◆ **GIVEN INSTRUCTION**: Recast the material below as a JSON list of strings, one string per line and blank lines omitted, starting at the first line and ending with the line containing "x=370, y=587". Include both of these end lines and nothing after them.

========================================================================

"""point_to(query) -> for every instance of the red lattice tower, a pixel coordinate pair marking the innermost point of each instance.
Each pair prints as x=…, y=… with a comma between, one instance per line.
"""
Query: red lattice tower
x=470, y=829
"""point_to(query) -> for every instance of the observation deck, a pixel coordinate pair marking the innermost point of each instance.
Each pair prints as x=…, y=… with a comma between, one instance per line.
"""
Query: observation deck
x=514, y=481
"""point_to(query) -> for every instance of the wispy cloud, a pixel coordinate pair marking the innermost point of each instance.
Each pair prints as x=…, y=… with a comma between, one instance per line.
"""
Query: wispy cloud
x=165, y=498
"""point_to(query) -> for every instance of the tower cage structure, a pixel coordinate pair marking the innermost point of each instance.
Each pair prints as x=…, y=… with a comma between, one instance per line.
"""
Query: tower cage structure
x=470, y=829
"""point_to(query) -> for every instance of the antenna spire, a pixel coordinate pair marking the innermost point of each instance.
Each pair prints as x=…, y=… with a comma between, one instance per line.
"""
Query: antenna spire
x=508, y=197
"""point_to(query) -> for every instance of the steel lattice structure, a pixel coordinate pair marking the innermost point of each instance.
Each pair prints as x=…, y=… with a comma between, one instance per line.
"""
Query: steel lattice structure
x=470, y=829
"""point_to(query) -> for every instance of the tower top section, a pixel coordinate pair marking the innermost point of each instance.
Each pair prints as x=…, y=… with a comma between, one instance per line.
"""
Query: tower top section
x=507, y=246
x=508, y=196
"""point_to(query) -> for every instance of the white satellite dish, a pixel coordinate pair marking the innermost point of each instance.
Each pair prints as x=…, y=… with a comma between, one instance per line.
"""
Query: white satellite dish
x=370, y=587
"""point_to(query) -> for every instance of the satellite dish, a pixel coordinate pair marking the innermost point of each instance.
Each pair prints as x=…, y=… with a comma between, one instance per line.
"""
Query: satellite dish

========================================================================

◆ **ANSWER TO THIS EXERCISE**:
[
  "\"\"\"point_to(query) -> for every instance of the red lattice tower, a pixel coordinate pair marking the innermost point of each instance.",
  "Each pair prints as x=…, y=… with a comma between, one instance per line.",
  "\"\"\"",
  "Query: red lattice tower",
  "x=470, y=829",
  "\"\"\"point_to(query) -> for every instance of the observation deck, a pixel coordinate pair marking the innermost point of each instance.",
  "Each pair prints as x=…, y=… with a comma between, one instance per line.",
  "\"\"\"",
  "Query: observation deck",
  "x=514, y=481",
  "\"\"\"point_to(query) -> for every instance of the wispy cloud, a pixel coordinate pair marking the innermost point of each instance.",
  "Each pair prints as x=…, y=… with a comma between, one instance per line.",
  "\"\"\"",
  "Query: wispy cloud",
  "x=165, y=498",
  "\"\"\"point_to(query) -> for every instance of the tower cage structure, a pixel coordinate pair marking the innermost point of each instance.",
  "Each pair prints as x=…, y=… with a comma between, one instance per line.",
  "\"\"\"",
  "Query: tower cage structure",
  "x=470, y=829",
  "\"\"\"point_to(query) -> for every instance of the antenna spire, a pixel coordinate pair marking the innermost point of each instance.",
  "Each pair prints as x=…, y=… with a comma between, one instance per line.",
  "\"\"\"",
  "Query: antenna spire",
  "x=508, y=197",
  "\"\"\"point_to(query) -> for every instance of the steel lattice structure, a pixel coordinate pair marking the innermost point of each instance.",
  "Each pair prints as x=…, y=… with a comma between, one instance per line.",
  "\"\"\"",
  "Query: steel lattice structure",
  "x=470, y=829",
  "\"\"\"point_to(query) -> for every instance of the tower top section, a pixel coordinate pair marking the innermost point of each instance.",
  "Each pair prints as x=…, y=… with a comma between, one instance per line.",
  "\"\"\"",
  "Query: tower top section",
  "x=507, y=246",
  "x=508, y=196",
  "\"\"\"point_to(query) -> for every instance of the white satellite dish, a pixel coordinate pair marking the innermost point of each instance.",
  "Each pair prints as x=…, y=… with a comma between, one instance per line.",
  "\"\"\"",
  "Query: white satellite dish",
  "x=370, y=587"
]